Records excerpted from a collection
+ + + +
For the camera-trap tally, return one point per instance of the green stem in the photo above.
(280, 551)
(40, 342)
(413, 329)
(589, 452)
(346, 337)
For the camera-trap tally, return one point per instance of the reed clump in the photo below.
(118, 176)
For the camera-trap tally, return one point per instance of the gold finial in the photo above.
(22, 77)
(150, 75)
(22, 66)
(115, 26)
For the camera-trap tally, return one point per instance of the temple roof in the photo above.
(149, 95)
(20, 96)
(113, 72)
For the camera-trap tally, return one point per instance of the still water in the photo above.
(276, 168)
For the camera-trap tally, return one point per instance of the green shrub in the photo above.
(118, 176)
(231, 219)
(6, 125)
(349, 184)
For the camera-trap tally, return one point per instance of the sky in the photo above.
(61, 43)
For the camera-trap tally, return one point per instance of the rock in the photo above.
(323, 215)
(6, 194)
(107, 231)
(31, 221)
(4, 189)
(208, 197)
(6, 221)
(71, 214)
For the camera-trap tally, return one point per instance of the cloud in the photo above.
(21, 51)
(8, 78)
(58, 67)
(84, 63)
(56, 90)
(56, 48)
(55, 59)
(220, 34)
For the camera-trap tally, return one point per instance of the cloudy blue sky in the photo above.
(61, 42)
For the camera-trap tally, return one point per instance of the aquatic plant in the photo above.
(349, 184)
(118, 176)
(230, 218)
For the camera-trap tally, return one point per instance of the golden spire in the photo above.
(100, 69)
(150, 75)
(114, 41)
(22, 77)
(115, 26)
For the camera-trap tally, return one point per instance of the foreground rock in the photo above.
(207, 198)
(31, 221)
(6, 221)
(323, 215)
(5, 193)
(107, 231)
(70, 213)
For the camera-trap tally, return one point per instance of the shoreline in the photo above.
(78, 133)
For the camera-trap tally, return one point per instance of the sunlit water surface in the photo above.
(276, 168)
+ + + +
*Exercise prompt*. Reproduce the line containing "shoreline in the photo above." and every line after it. Stop at the last line of the records, and add nothing.

*Exercise output*.
For the camera-trap tally, return one point per instance of the shoreline in the photo above.
(78, 133)
For the camera-trap tally, return one point per instance of the sunlit water surface in the photo above.
(276, 168)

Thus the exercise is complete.